**** DATA PROVIDED ****
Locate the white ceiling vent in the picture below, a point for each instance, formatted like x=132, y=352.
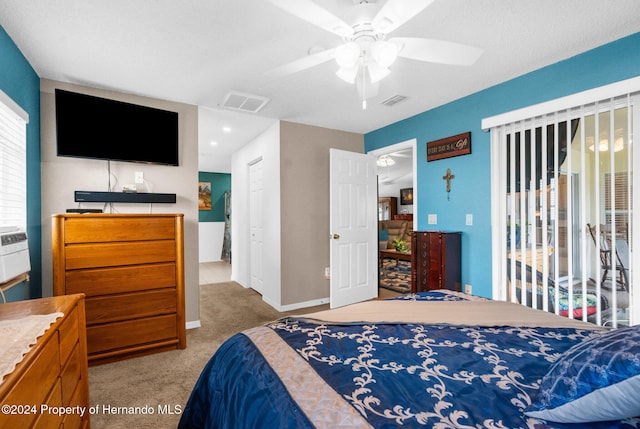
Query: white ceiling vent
x=394, y=100
x=244, y=102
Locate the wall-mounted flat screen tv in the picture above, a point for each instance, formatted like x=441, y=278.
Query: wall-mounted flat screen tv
x=94, y=127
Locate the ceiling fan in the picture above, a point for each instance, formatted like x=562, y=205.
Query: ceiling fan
x=365, y=55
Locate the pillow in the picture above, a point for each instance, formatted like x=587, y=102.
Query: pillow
x=595, y=380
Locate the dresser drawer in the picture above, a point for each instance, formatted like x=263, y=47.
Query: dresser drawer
x=70, y=376
x=39, y=377
x=75, y=420
x=105, y=281
x=121, y=228
x=68, y=336
x=115, y=254
x=48, y=420
x=113, y=308
x=102, y=338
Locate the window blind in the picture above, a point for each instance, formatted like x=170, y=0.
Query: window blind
x=13, y=167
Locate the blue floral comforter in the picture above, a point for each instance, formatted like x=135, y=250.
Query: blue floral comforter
x=300, y=373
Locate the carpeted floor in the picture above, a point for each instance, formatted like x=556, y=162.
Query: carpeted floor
x=395, y=277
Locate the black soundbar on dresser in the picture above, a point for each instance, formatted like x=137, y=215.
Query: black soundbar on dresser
x=123, y=197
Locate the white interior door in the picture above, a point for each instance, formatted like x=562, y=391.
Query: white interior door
x=353, y=227
x=256, y=225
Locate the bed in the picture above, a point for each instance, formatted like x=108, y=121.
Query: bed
x=436, y=359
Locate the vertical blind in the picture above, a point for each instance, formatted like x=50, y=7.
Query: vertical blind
x=562, y=196
x=13, y=170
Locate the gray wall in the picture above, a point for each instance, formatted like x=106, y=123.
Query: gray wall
x=62, y=176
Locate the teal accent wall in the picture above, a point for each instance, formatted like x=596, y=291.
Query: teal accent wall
x=470, y=190
x=220, y=183
x=20, y=82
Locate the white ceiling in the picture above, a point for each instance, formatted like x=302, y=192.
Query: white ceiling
x=195, y=51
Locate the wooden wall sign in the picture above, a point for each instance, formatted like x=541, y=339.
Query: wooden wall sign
x=449, y=147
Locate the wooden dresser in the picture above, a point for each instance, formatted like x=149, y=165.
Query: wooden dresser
x=53, y=373
x=131, y=269
x=435, y=260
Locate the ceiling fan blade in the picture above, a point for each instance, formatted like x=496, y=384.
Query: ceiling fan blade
x=302, y=63
x=394, y=13
x=316, y=15
x=437, y=51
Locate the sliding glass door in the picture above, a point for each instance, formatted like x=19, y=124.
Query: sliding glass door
x=564, y=192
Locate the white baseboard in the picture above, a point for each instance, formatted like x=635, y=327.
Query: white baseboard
x=297, y=305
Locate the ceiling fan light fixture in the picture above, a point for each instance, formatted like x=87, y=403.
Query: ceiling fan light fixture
x=384, y=53
x=347, y=55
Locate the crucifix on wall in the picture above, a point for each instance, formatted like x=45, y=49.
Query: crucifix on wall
x=448, y=177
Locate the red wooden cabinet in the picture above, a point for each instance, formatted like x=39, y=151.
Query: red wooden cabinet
x=435, y=260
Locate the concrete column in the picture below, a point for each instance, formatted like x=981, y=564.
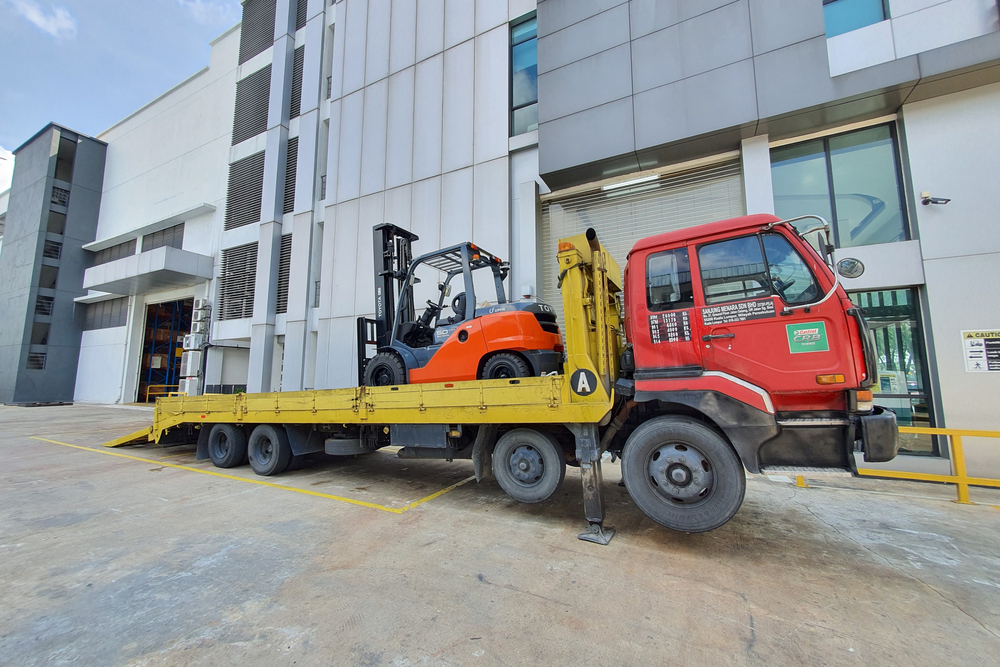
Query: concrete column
x=524, y=253
x=756, y=158
x=265, y=294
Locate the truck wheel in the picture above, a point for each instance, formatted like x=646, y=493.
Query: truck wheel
x=504, y=365
x=683, y=474
x=227, y=446
x=269, y=450
x=384, y=369
x=529, y=465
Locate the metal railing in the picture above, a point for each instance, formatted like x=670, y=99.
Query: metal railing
x=160, y=390
x=959, y=477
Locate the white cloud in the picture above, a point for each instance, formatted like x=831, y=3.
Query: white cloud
x=213, y=12
x=56, y=21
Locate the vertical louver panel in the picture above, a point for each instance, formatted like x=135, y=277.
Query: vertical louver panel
x=252, y=94
x=236, y=282
x=257, y=29
x=243, y=197
x=295, y=107
x=290, y=168
x=284, y=264
x=301, y=13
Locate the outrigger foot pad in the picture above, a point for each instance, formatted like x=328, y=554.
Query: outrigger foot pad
x=598, y=534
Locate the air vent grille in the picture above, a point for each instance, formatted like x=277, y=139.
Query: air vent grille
x=290, y=169
x=252, y=95
x=236, y=282
x=246, y=185
x=284, y=265
x=257, y=29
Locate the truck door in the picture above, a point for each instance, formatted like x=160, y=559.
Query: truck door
x=663, y=330
x=746, y=283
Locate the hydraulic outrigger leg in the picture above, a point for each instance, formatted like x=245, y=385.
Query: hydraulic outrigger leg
x=588, y=453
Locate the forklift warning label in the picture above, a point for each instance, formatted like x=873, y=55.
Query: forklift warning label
x=670, y=327
x=744, y=311
x=982, y=351
x=807, y=337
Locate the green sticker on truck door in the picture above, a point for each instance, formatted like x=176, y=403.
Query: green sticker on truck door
x=807, y=337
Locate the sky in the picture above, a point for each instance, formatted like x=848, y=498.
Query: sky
x=87, y=64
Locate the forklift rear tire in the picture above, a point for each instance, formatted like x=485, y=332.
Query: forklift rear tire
x=269, y=450
x=505, y=365
x=384, y=369
x=227, y=446
x=683, y=474
x=529, y=465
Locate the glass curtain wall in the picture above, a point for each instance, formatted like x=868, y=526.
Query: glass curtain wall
x=524, y=77
x=902, y=384
x=852, y=180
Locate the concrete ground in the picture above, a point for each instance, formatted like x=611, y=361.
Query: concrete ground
x=131, y=560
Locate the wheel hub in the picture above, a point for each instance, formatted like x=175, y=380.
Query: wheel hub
x=681, y=473
x=526, y=464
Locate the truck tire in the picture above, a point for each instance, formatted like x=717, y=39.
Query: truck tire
x=683, y=474
x=269, y=450
x=504, y=365
x=227, y=446
x=384, y=369
x=529, y=465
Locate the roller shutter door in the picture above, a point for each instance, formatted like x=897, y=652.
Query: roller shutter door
x=623, y=216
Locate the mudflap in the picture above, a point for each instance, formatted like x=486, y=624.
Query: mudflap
x=482, y=451
x=879, y=435
x=588, y=453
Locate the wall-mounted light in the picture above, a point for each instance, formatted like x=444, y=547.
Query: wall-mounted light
x=634, y=181
x=925, y=199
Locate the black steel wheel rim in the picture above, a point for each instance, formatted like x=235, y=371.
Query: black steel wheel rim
x=681, y=474
x=526, y=465
x=221, y=446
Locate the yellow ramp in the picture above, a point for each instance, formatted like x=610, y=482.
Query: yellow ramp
x=144, y=435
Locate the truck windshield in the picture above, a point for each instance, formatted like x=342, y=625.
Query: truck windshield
x=751, y=267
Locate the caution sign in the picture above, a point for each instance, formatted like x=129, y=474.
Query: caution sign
x=807, y=337
x=982, y=351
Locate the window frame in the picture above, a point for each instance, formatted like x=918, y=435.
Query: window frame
x=511, y=109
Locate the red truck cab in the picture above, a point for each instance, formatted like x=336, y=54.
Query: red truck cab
x=742, y=322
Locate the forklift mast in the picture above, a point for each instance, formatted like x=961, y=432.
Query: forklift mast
x=392, y=260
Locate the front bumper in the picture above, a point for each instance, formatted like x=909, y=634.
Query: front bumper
x=878, y=435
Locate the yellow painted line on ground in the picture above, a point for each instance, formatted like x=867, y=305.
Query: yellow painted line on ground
x=352, y=501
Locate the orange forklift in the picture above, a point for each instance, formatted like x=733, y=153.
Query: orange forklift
x=498, y=339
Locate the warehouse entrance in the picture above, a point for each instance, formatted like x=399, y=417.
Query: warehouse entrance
x=163, y=342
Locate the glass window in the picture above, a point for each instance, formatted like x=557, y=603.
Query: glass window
x=850, y=179
x=668, y=281
x=790, y=276
x=902, y=371
x=733, y=270
x=524, y=77
x=842, y=16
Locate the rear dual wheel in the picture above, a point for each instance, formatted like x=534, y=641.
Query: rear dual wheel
x=269, y=450
x=528, y=464
x=683, y=474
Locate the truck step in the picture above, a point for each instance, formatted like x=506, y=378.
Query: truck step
x=793, y=471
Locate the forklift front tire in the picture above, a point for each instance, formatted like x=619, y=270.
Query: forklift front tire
x=385, y=369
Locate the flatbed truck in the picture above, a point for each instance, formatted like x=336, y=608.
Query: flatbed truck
x=724, y=348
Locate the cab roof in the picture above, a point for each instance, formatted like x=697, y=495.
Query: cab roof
x=746, y=222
****
WHAT THE EXERCISE ASKS: Format the records from the line with "Locate the white ceiling in" up to and including the line with "x=347, y=55" as a two-column CSV with the headers text and points, one row per record. Put each record's text under text and its answer under points, each as a single quoted field with line breaks replaced by spaces.

EXERCISE RESPONSE:
text,points
"Locate the white ceiling in the picture above, a point for each instance, formatted like x=302, y=192. Query: white ceiling","x=195, y=51"
"Locate the wooden wall sign in the picture above, a point for each instance, formatted like x=541, y=339. Query: wooden wall sign","x=449, y=147"
"Locate the wooden dresser in the picture above, a point for each instance, formatted like x=149, y=165. Query: wooden dresser","x=53, y=373 x=131, y=269 x=435, y=260"
"Locate the ceiling fan blade in the picture above, a point for each instance, formatted like x=496, y=384. Query: ceiling fan blade","x=302, y=63 x=394, y=13 x=316, y=15 x=437, y=51"
"Locate the sliding glass door in the picture above, a point for each instance, formatted like x=19, y=124. Query: sliding glass door","x=564, y=192"
"Locate the white baseboard in the picture above, a point for each instance, formatted like x=635, y=327. Query: white baseboard","x=297, y=305"
"Locate the ceiling fan light fixture in the picture above, a point for each instance, formatted like x=87, y=403. Query: ceiling fan light fixture","x=384, y=53 x=347, y=55"